### Brief
Pull out every line in the material below that contains the string "tablecloth". Copy each such line in full.

--- START OF Material shown ---

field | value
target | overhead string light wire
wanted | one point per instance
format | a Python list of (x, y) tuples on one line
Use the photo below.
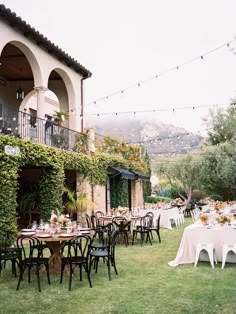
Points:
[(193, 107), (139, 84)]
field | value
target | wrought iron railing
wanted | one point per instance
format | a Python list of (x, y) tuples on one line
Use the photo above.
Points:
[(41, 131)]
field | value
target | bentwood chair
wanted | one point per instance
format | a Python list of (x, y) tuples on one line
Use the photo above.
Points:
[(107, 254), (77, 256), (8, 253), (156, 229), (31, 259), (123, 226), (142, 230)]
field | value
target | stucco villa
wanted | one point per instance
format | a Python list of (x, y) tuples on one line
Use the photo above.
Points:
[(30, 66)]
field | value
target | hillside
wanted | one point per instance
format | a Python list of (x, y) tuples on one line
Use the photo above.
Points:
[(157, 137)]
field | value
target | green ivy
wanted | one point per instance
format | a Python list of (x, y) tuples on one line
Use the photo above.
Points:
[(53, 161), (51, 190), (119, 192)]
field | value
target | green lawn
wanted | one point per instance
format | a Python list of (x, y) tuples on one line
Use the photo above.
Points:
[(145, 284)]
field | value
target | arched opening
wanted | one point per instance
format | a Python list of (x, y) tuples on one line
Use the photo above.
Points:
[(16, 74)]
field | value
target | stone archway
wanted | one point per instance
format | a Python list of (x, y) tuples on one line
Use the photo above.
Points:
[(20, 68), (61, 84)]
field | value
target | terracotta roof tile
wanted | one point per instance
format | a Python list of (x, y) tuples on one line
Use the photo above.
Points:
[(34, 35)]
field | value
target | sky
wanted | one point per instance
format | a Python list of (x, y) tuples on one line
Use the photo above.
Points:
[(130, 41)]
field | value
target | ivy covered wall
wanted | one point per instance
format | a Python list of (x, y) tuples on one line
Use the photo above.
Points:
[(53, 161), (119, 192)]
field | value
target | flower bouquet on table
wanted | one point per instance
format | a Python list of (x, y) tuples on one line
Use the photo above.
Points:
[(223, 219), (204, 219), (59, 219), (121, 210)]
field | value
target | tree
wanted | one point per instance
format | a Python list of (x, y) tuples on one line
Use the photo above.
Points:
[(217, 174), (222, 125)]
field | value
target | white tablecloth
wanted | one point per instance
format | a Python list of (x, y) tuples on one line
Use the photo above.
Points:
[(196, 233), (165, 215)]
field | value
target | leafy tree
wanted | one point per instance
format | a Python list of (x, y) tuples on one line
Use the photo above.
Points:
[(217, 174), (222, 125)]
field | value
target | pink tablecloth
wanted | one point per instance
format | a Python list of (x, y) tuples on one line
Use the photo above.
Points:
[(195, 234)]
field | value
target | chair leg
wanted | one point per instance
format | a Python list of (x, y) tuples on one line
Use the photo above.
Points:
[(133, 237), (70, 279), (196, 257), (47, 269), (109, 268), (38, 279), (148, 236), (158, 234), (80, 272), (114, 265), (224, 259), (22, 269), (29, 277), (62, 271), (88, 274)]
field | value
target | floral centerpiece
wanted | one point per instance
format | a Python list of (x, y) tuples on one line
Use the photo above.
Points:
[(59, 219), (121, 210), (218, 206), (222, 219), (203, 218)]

--- END OF Material shown ---
--- START OF Material shown ---

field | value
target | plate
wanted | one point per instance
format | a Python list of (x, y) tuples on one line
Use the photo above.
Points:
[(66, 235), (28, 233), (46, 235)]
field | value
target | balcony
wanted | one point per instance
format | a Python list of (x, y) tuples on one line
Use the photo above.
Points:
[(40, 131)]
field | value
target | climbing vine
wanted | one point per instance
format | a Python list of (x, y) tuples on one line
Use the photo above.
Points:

--- END OF Material shown ---

### Solution for this problem
target | white tablecloth
target | pink tablecloth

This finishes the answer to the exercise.